— start Raw records —
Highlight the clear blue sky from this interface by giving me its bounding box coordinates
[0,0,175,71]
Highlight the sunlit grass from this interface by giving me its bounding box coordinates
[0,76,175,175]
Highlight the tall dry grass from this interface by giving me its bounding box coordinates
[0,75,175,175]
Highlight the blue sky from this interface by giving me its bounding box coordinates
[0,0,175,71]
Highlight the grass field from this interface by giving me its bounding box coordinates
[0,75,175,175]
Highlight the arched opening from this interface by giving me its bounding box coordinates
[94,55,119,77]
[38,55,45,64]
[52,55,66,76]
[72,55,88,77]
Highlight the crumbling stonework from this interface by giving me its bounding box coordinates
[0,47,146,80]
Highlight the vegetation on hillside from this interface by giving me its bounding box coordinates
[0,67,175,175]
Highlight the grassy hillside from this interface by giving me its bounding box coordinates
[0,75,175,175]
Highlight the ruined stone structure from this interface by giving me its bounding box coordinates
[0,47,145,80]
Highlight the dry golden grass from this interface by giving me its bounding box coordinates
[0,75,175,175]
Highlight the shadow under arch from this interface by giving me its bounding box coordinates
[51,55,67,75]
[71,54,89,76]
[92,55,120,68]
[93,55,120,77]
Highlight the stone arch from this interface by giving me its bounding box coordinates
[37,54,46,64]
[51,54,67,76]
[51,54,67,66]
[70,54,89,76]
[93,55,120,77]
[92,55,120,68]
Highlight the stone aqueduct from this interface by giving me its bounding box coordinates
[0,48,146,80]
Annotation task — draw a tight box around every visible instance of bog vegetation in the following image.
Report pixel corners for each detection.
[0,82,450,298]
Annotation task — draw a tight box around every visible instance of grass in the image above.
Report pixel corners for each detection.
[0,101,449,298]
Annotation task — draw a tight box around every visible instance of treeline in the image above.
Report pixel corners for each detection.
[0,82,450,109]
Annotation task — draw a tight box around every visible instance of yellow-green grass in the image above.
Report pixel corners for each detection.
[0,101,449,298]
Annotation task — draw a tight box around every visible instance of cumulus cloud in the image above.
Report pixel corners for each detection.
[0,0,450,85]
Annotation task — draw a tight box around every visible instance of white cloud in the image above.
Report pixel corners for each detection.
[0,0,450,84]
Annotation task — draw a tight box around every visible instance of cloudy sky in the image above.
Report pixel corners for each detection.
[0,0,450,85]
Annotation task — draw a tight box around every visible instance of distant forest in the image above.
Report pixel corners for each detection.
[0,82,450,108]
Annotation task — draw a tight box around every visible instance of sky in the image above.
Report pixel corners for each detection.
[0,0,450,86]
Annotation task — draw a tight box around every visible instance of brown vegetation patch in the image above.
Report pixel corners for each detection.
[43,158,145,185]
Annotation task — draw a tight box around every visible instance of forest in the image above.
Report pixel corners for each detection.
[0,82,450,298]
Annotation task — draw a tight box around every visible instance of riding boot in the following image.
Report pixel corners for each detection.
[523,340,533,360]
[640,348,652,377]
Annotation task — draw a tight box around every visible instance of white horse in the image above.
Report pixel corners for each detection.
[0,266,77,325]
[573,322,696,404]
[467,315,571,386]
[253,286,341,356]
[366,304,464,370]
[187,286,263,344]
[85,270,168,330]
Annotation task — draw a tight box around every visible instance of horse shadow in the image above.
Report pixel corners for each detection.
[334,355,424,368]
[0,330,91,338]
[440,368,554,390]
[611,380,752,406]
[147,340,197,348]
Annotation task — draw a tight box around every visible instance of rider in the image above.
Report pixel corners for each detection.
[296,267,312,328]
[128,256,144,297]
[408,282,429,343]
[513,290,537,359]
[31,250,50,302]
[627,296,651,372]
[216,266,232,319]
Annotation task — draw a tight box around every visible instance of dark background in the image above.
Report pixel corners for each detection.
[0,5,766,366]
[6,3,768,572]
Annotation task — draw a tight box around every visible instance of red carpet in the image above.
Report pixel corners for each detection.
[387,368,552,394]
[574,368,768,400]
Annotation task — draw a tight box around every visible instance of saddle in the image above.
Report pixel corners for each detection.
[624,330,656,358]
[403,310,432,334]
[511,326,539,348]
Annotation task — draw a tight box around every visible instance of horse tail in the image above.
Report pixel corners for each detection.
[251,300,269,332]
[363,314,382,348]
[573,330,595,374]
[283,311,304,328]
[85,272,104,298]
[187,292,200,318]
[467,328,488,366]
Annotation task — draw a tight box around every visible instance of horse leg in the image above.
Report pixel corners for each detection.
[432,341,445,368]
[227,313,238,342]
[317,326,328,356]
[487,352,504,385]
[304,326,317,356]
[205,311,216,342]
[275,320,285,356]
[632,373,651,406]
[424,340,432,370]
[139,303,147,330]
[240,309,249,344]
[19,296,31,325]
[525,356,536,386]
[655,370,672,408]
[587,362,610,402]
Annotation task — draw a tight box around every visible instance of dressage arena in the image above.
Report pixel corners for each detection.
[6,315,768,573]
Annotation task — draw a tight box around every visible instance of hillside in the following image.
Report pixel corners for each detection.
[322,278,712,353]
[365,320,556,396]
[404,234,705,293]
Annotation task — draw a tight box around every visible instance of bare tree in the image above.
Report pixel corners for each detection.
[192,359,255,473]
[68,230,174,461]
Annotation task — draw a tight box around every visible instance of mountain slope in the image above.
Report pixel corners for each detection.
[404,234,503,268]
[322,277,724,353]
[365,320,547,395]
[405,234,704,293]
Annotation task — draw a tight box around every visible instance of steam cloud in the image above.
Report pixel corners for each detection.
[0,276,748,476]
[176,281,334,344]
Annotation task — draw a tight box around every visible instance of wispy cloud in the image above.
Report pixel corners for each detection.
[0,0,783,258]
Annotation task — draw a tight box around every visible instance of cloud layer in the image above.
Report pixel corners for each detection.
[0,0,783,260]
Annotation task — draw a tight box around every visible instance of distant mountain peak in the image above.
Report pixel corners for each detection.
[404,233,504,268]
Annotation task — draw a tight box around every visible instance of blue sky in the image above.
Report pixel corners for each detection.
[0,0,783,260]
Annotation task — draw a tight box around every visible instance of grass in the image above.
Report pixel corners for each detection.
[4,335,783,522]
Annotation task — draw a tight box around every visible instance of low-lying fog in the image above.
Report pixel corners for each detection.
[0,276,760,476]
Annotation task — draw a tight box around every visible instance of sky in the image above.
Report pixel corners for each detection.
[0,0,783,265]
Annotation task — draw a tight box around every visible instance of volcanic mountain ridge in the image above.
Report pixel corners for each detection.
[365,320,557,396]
— end Raw records —
Exercise: Can you convert all of the data above into a JSON list of strings, with one string per line and any blank lines omitted?

Answer below:
[
  "Highlight the clear blue sky from this interface by giving me its bounding box coordinates",
  "[0,0,175,71]",
  "Highlight the sunlit grass from this interface by giving me its bounding box coordinates",
  "[0,76,175,175]",
  "Highlight the tall dry grass from this interface by giving me its bounding box coordinates",
  "[0,75,175,175]",
  "Highlight the blue sky from this interface by giving me its bounding box coordinates",
  "[0,0,175,71]",
  "Highlight the grass field from this interface by giving me its bounding box coordinates",
  "[0,75,175,175]",
  "Highlight the arched opening from this interface by giving me its bounding box coordinates",
  "[94,55,119,77]",
  "[38,55,45,64]",
  "[52,55,66,76]",
  "[72,55,88,77]",
  "Highlight the crumbling stonework from this interface by giving me its bounding box coordinates",
  "[0,47,146,80]",
  "Highlight the vegetation on hillside from this interface by giving me its bounding box coordinates",
  "[0,67,175,175]",
  "Highlight the grassy hillside from this interface by giving me its bounding box coordinates",
  "[0,75,175,175]",
  "Highlight the ruined stone structure from this interface by giving me its bounding box coordinates",
  "[0,47,145,80]",
  "Highlight the dry golden grass from this interface by giving me its bounding box coordinates",
  "[0,75,175,175]",
  "Highlight the shadow under arch from this interface by giving me its bounding box coordinates",
  "[51,55,67,75]",
  "[71,54,89,76]",
  "[92,55,120,68]",
  "[93,55,120,77]",
  "Highlight the stone arch from this interface by giving me its bounding box coordinates",
  "[37,54,46,64]",
  "[51,54,67,76]",
  "[51,54,67,66]",
  "[70,54,89,76]",
  "[93,55,120,77]",
  "[92,55,120,68]",
  "Highlight the stone aqueduct from this interface by giving me its bounding box coordinates",
  "[0,48,146,80]",
  "Annotation task — draw a tight box around every visible instance of bog vegetation in the following image.",
  "Report pixel corners for each detection.",
  "[0,82,450,298]",
  "Annotation task — draw a tight box around every visible instance of grass in the image above.",
  "Report pixel corners for each detection.",
  "[0,101,449,298]",
  "Annotation task — draw a tight box around every visible instance of treeline in the image above.",
  "Report pixel corners for each detection.",
  "[0,82,450,109]",
  "Annotation task — draw a tight box around every visible instance of yellow-green grass in the image above.",
  "Report pixel corners for each detection.",
  "[0,101,449,298]",
  "Annotation task — draw a tight box around every visible instance of cumulus cloud in the image above.",
  "Report pixel corners for each detection.",
  "[0,0,450,85]",
  "Annotation task — draw a tight box around every visible instance of white cloud in the image above.",
  "Report pixel corners for each detection.",
  "[0,0,450,84]",
  "Annotation task — draw a tight box around every visible instance of cloudy sky in the image above.",
  "Report pixel corners for each detection.",
  "[0,0,450,85]",
  "Annotation task — draw a tight box around every visible instance of distant forest in the image above.",
  "Report pixel corners for each detection.",
  "[0,82,450,108]",
  "Annotation task — draw a tight box around every visible instance of sky in the image above.",
  "Report pixel corners for each detection.",
  "[0,0,450,86]",
  "Annotation task — draw a tight box around every visible instance of brown vegetation patch in the image above.",
  "Report pixel corners for each detection.",
  "[43,158,145,185]",
  "Annotation task — draw a tight box around every visible instance of forest in the image above.",
  "Report pixel corners for each detection.",
  "[0,82,450,298]",
  "Annotation task — draw a tight box around every visible instance of riding boot in the following image.",
  "Report pixel corners for each detection.",
  "[523,340,533,360]",
  "[640,348,652,377]",
  "Annotation task — draw a tight box around every visible instance of white horse in the image above.",
  "Report pixel corners for each detection.",
  "[0,266,77,325]",
  "[573,322,696,404]",
  "[467,315,571,386]",
  "[253,286,341,356]",
  "[366,304,464,370]",
  "[187,286,263,344]",
  "[85,270,168,330]",
  "Annotation task — draw a tight box around every visible instance of horse shadow in the image above.",
  "Report pixel corners for each detection.",
  "[334,355,424,368]",
  "[0,330,91,338]",
  "[440,368,554,390]",
  "[611,380,752,406]",
  "[147,340,197,348]",
  "Annotation task — draw a tight box around every visible instance of rider in the image above.",
  "Report pixel corners for each detection.",
  "[296,267,312,328]",
  "[128,256,144,297]",
  "[408,282,429,343]",
  "[513,290,537,359]",
  "[31,250,50,302]",
  "[627,296,651,372]",
  "[216,266,232,319]",
  "Annotation task — draw a tight box around every visible instance of dark background in the image above.",
  "Report pixel corners for each detection.",
  "[0,5,766,366]",
  "[6,3,768,572]",
  "Annotation task — draw a tight box around every visible instance of red carpet in the image above.",
  "Report pixel corners for each detection.",
  "[387,368,552,394]",
  "[574,368,768,400]",
  "Annotation task — draw a tight box around every visible instance of saddle in the image above.",
  "Report pixel corners for each detection.",
  "[624,330,656,358]",
  "[403,310,432,334]",
  "[511,326,539,348]",
  "Annotation task — draw a tight box around every visible instance of horse tail in the image above.",
  "Report pixel corners for each detection.",
  "[251,300,269,332]",
  "[363,314,382,348]",
  "[573,330,595,374]",
  "[283,311,304,328]",
  "[85,272,104,298]",
  "[187,292,200,318]",
  "[467,328,488,366]",
  "Annotation task — draw a tight box around every visible instance of horse leg in the image above.",
  "Report pixel corners for each detection.",
  "[432,341,445,368]",
  "[227,313,238,342]",
  "[317,326,328,356]",
  "[487,352,504,385]",
  "[304,326,317,356]",
  "[205,311,216,342]",
  "[275,320,285,356]",
  "[632,373,651,406]",
  "[424,340,432,370]",
  "[139,303,147,330]",
  "[240,309,249,344]",
  "[19,296,31,325]",
  "[525,356,536,386]",
  "[655,370,672,408]",
  "[587,362,610,402]",
  "Annotation task — draw a tight box around every visible instance of dressage arena in the image above.",
  "Report pixel corners for each detection.",
  "[6,315,768,573]",
  "Annotation task — draw a tight box around every visible instance of hillside in the following image.",
  "Report pixel corners for each detection.",
  "[322,278,712,353]",
  "[365,320,556,396]",
  "[404,234,705,293]",
  "Annotation task — draw a tight box around every visible instance of bare tree in the image above.",
  "Report pixel corners for each detection.",
  "[192,359,255,473]",
  "[68,230,174,461]",
  "Annotation task — draw a tight box around every visible instance of mountain slope in the image above.",
  "Report pixel corners for each detection.",
  "[404,234,503,268]",
  "[322,277,724,353]",
  "[365,320,547,395]",
  "[405,234,704,293]",
  "Annotation task — draw a tight box around every visible instance of steam cloud in the image above.",
  "Report pixel corners for each detection.",
  "[0,276,748,476]",
  "[176,281,334,344]",
  "Annotation task — draw a tight box around every visible instance of wispy cloud in the image above.",
  "Report pixel corners for each detection.",
  "[0,0,783,258]",
  "Annotation task — draw a tight box around every visible instance of cloud layer in the image above.",
  "Report pixel corners for each detection.",
  "[0,0,783,260]",
  "Annotation task — draw a tight box around every visible instance of distant mountain peak in the image above.",
  "Report pixel corners for each detection.",
  "[404,233,504,268]",
  "Annotation task — draw a tight box around every visible instance of blue sky in the image above.",
  "Report pixel corners for each detection.",
  "[0,0,783,260]",
  "Annotation task — draw a tight box around every visible instance of grass in the image above.",
  "Report pixel corners for each detection.",
  "[4,335,783,522]",
  "Annotation task — draw a tight box around every visible instance of low-lying fog in the image above.",
  "Report pixel corners for each detection.",
  "[0,276,760,476]",
  "Annotation task — draw a tight box around every visible instance of sky in the image above.",
  "Report pixel corners for each detection.",
  "[0,0,783,265]",
  "Annotation task — draw a tight box around every visible instance of volcanic mountain ridge in the image above.",
  "Report pixel corners for each detection.",
  "[365,320,557,396]"
]